TEXT SHOWN:

........

The United States Army Information Technology Agency (ITA) is one of the administrative service organizations aligned under the Office of the Administrative Assistant to the Secretary of the Army (OAA). OAA has three fundamental functions. The primary mission of the organization is to provide direct support to the Secretary of the Army and other Army political appointees. The second mission is to provide administrative support to the Headquarters, Department of the Army (HQDA). The third mission is to provide base operations support to a diverse group of Army and Department of Defense (DoD) customers. OAA is organized into four major divisions: the U.S. Army Resources and Programs Agency (RPA), the U.S. Army Headquarters Services (AHS), the U.S. Army Information Technology Agency (ITA), and the U.S. Army Center of Military History (CMH). These divisions support OAA primarily in areas of IT, logistics, training, and human resources support.

== History ==
ITA has been active since 1995. With the signing of Department of Defense (DoD) Directive 8220.1 in 1995, the Deputy Secretary of Defense John P. White charged the Secretary of the Army Togo D. West Jr. with responsibility for establishing a Single Agency Manager (SAM) to provide Pentagon Information Technology Services for the National Defense community.
As stated in the DoD policy, the SAM was to be the central source for IT services, and therefore, eliminated the requirement for each DoD component to establish, operate, and maintain duplicative technologies. The policy also directed the SAM to explicitly manage costs, as the directive outlined the responsibility to operate as a business, and continually evaluate new commercial alternatives to find cost savings. Since the inception of the SAM, several organizational changes and major events have impacted its course. The organization's name was changed to its current name, United States Army Information Technology Agency, in 2003. In addition to the name change, ITA evolved from a field operating agency under the operational control of the Office of the Administrative Assistant to the Secretary of the Army (OAA) where it remains today.

........

EXERCISE DATA:

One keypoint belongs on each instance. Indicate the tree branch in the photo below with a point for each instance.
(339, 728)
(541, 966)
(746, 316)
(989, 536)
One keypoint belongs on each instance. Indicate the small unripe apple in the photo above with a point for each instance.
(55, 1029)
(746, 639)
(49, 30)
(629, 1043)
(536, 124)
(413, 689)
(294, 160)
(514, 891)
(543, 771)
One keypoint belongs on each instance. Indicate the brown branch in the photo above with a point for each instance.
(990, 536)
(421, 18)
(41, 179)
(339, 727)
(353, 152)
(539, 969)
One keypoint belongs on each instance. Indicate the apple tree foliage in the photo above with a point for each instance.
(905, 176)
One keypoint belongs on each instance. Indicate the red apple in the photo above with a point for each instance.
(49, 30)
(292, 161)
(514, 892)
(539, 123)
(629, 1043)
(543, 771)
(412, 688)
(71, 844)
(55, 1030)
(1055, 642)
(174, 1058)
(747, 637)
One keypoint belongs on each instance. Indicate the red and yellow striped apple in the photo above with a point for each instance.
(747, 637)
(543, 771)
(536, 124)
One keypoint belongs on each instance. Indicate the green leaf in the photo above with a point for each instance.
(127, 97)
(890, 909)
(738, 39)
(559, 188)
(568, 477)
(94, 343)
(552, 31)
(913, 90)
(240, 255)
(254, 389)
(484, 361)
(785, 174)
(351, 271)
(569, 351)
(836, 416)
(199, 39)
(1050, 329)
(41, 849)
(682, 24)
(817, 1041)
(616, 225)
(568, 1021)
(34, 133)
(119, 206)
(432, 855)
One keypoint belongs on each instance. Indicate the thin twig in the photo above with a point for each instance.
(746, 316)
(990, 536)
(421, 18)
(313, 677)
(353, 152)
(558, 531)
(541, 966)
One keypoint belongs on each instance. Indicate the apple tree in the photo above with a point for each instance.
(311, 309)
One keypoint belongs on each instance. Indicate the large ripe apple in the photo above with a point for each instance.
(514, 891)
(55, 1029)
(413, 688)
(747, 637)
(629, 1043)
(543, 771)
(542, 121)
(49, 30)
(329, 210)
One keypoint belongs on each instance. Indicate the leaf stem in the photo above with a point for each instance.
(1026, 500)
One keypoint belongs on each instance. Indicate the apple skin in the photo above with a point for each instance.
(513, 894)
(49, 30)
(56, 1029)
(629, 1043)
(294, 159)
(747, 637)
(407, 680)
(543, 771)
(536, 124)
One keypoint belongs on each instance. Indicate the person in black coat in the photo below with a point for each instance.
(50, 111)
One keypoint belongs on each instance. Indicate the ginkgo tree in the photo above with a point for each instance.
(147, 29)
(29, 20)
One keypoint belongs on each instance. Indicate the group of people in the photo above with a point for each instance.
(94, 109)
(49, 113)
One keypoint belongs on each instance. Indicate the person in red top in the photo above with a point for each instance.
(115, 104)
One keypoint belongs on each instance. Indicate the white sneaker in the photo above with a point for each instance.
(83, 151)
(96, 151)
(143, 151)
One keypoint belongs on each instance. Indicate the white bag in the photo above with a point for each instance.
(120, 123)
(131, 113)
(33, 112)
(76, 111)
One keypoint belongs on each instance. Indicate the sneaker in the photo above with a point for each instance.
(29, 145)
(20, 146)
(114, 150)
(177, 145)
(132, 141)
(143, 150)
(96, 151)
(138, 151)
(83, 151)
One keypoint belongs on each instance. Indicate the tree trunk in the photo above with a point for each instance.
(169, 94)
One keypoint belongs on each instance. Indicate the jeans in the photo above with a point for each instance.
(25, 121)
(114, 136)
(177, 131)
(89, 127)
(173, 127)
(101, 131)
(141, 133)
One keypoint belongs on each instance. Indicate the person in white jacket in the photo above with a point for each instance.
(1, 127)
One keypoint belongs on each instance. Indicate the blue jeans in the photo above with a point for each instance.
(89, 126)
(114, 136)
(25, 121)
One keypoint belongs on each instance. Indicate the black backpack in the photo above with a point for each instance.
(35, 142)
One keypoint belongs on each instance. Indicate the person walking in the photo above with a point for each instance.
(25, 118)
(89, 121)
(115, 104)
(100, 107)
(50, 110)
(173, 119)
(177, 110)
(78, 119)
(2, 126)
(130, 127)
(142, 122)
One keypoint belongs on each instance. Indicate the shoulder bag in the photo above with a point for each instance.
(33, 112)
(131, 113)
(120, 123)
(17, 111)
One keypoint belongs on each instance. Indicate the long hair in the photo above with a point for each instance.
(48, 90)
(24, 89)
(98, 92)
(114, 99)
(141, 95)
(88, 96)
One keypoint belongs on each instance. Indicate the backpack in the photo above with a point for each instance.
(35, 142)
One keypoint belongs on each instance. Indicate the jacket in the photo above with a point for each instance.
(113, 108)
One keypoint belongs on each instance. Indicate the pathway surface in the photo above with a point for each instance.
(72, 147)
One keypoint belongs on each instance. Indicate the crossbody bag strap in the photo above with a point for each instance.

........

ACTIVITY: List the four major divisions of the Office of the Administrative Assistant to the Secretary of the Army, as named in the text on the Army Information Technology Agency.

SOLUTION:
- U.S. Army Resources and Programs Agency (RPA)
- U.S. Army Headquarters Services (AHS)
- U.S. Army Information Technology Agency (ITA)
- U.S. Army Center of Military History (CMH)